» **GOAL**: Reproduce the listing starting with the line that contains "In this exercise you will tag every instance of the long" and going on through the line that contains "<point>391,179</point>", with both of those lines included and all text kept as is. Offset every numeric x and y coordinate in the point tags by -99.

» **DATASET ROWS**:

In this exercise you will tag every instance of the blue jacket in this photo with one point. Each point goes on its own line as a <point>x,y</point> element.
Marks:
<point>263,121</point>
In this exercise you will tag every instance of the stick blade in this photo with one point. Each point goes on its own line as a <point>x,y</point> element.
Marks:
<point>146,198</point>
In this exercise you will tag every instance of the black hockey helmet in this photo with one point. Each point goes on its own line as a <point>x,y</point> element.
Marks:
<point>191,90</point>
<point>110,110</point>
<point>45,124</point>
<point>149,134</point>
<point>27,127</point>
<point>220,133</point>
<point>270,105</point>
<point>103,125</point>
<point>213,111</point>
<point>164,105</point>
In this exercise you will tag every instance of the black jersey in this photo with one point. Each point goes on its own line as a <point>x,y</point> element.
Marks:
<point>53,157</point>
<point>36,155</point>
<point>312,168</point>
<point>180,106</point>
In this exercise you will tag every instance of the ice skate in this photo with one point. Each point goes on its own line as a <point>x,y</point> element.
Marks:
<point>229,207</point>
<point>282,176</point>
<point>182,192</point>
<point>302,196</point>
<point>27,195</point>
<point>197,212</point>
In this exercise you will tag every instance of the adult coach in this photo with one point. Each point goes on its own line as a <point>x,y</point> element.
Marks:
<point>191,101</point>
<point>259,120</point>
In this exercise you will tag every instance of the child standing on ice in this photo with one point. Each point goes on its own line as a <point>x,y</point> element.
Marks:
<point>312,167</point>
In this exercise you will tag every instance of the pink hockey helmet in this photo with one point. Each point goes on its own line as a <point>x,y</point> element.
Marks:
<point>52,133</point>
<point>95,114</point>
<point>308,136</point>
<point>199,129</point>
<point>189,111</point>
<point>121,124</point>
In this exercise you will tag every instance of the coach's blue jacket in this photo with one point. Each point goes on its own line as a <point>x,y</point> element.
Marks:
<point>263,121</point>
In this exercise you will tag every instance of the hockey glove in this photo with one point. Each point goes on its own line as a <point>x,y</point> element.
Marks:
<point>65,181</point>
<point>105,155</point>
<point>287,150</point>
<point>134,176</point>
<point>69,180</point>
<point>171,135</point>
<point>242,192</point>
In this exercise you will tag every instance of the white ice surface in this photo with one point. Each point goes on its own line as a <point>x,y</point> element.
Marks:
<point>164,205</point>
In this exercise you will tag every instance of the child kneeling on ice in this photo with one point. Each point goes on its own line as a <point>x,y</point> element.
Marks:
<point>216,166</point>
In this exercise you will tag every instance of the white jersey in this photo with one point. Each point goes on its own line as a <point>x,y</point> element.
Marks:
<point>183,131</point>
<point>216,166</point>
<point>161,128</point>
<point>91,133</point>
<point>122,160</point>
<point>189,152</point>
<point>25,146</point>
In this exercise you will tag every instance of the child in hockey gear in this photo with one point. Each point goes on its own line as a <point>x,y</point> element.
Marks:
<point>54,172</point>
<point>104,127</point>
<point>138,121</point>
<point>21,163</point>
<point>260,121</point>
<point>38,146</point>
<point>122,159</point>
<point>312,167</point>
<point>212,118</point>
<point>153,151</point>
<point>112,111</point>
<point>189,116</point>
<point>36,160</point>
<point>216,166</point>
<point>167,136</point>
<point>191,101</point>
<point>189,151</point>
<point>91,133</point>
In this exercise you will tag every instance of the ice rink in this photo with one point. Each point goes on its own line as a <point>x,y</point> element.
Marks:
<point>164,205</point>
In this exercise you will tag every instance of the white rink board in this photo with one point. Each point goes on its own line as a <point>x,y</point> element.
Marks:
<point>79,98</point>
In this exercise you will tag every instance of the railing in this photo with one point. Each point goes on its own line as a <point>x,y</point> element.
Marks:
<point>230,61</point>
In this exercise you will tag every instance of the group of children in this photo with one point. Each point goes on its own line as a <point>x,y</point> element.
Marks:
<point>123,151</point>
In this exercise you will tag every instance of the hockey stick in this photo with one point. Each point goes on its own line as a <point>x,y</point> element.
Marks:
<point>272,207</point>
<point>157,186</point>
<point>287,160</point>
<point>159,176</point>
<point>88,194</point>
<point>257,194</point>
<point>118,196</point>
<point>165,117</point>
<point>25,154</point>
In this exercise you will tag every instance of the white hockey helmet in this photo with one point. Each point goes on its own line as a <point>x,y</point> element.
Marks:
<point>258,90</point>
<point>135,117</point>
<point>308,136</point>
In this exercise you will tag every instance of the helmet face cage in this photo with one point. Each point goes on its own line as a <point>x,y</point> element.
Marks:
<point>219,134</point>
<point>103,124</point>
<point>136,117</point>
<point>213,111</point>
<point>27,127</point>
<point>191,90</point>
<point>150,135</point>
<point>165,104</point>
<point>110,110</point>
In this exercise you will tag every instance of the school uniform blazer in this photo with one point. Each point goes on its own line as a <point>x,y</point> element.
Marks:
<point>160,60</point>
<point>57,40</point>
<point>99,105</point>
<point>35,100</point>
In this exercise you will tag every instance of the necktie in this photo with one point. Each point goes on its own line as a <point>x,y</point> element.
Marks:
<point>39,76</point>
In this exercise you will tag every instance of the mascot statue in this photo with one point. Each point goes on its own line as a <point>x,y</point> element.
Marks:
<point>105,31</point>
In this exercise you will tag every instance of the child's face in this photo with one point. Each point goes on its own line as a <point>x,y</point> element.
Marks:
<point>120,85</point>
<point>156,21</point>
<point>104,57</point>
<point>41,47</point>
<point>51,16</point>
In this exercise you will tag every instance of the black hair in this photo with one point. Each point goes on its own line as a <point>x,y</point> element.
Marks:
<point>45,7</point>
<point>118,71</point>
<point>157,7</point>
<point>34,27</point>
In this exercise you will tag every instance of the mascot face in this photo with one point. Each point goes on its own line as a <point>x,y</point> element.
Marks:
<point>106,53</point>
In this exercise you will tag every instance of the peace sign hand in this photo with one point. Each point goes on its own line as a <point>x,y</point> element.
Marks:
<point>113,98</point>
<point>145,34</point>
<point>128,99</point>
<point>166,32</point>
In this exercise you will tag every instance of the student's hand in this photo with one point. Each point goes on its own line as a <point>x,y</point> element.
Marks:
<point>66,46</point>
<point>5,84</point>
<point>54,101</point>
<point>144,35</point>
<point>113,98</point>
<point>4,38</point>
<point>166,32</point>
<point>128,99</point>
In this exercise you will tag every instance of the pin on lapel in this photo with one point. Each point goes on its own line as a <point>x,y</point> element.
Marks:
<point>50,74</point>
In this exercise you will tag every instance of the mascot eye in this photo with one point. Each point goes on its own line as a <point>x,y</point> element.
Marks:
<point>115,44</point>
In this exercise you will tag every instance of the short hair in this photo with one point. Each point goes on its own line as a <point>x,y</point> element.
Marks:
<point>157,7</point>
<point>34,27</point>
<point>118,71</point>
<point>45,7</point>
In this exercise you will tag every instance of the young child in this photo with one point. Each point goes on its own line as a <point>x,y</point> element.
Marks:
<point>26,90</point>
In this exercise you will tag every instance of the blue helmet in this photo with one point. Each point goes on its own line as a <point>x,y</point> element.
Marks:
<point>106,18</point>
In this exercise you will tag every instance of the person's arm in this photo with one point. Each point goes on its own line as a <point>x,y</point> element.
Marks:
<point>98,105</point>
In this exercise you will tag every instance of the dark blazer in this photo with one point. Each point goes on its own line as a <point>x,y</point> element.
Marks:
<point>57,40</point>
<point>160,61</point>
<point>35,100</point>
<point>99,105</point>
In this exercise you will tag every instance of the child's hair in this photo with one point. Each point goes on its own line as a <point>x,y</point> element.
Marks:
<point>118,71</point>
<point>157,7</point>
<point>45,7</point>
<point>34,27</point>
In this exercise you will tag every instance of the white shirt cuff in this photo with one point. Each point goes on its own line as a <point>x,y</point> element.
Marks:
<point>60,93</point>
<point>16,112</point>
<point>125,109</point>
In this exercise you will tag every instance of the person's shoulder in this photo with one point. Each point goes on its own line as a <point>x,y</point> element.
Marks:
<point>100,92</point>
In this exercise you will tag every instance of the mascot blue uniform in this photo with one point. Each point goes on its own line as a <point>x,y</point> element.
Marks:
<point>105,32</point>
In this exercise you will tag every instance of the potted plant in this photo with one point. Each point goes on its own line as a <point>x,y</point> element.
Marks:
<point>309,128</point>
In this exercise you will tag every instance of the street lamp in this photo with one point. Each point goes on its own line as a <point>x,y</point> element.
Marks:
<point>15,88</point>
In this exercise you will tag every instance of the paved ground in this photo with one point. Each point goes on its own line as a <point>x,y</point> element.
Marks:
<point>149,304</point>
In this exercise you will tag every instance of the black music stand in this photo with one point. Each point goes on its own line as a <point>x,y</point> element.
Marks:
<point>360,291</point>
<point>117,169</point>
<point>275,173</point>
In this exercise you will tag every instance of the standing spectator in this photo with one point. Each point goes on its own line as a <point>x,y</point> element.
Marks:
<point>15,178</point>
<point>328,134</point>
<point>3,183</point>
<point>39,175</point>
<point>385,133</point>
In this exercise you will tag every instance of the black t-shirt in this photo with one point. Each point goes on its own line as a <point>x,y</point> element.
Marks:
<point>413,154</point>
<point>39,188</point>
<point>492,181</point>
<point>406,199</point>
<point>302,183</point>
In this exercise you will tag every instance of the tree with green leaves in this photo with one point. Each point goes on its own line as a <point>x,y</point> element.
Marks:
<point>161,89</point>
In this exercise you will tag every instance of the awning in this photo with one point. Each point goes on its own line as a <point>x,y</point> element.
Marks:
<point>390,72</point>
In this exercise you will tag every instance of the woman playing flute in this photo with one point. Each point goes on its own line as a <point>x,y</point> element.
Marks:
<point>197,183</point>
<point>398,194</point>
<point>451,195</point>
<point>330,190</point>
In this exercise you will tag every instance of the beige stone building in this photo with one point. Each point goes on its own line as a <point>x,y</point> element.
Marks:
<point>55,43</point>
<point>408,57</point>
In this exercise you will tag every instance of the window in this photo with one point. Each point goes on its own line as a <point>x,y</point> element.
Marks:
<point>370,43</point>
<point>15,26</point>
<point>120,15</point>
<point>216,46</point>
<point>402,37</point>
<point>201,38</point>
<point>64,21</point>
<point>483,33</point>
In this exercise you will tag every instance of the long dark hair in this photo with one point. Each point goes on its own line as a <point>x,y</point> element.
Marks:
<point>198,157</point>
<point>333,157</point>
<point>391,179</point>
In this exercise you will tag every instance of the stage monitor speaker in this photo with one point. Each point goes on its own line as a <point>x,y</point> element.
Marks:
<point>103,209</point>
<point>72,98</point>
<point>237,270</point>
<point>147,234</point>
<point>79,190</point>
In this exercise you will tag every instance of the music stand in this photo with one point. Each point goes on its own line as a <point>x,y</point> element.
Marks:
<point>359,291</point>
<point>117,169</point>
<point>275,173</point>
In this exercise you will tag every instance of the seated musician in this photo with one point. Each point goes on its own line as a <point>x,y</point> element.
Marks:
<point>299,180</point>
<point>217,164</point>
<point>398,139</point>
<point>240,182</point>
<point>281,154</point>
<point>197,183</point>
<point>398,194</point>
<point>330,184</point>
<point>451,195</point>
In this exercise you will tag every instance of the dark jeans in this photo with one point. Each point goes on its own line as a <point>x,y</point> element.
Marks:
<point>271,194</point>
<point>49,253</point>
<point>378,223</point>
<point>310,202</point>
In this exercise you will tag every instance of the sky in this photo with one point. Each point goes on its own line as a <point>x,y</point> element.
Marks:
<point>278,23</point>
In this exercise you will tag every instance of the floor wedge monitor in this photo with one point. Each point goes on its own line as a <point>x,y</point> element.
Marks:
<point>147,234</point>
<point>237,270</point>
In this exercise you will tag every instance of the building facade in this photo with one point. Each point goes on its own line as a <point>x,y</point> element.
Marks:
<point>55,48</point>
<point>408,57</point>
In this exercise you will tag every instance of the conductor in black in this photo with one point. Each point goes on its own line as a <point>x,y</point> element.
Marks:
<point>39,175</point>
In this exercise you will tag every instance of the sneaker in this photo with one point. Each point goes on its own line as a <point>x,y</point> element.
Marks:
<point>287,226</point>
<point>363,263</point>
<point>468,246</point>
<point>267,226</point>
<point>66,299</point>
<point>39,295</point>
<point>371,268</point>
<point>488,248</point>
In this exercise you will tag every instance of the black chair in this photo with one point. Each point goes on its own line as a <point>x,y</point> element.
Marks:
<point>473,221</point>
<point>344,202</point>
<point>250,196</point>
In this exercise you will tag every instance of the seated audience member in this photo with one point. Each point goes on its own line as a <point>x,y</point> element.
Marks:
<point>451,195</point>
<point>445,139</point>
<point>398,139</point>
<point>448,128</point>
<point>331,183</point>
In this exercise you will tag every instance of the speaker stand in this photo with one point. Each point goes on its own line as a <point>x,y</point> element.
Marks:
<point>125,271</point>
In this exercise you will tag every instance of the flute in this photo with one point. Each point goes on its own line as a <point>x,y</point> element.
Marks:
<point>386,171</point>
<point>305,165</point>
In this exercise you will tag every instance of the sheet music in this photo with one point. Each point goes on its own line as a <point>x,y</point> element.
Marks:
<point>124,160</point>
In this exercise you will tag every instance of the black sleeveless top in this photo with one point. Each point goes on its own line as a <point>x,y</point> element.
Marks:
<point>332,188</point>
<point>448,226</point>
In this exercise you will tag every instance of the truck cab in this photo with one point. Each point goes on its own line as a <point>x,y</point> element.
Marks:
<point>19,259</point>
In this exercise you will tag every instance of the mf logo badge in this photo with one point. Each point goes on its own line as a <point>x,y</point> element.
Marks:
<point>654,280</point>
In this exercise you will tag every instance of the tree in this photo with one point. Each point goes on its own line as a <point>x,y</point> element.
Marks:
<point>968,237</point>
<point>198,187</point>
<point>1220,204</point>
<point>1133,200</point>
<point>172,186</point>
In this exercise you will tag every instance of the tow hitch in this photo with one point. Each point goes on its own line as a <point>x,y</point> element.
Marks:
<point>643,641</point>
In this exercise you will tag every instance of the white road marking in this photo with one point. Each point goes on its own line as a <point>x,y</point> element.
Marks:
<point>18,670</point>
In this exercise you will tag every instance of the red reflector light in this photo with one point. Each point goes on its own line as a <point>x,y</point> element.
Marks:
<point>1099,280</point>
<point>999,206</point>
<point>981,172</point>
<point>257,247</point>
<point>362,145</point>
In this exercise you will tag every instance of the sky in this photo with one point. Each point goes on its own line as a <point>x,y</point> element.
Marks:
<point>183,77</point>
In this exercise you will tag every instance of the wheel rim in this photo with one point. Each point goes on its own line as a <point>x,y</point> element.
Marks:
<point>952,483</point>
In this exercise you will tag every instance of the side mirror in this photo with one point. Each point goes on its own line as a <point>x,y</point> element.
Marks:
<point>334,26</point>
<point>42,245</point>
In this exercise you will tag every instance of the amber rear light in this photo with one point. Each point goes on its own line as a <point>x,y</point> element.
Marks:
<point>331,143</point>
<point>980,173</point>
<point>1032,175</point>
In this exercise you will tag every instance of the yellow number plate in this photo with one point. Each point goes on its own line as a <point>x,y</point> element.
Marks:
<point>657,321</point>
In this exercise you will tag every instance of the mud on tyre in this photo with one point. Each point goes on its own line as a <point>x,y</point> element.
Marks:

» **CORRECT RESPONSE**:
In this exercise you will tag every instance of the long dark hair in this photo with one point. Each point goes on its own line as a <point>x,y</point> element.
Marks:
<point>99,58</point>
<point>234,58</point>
<point>292,80</point>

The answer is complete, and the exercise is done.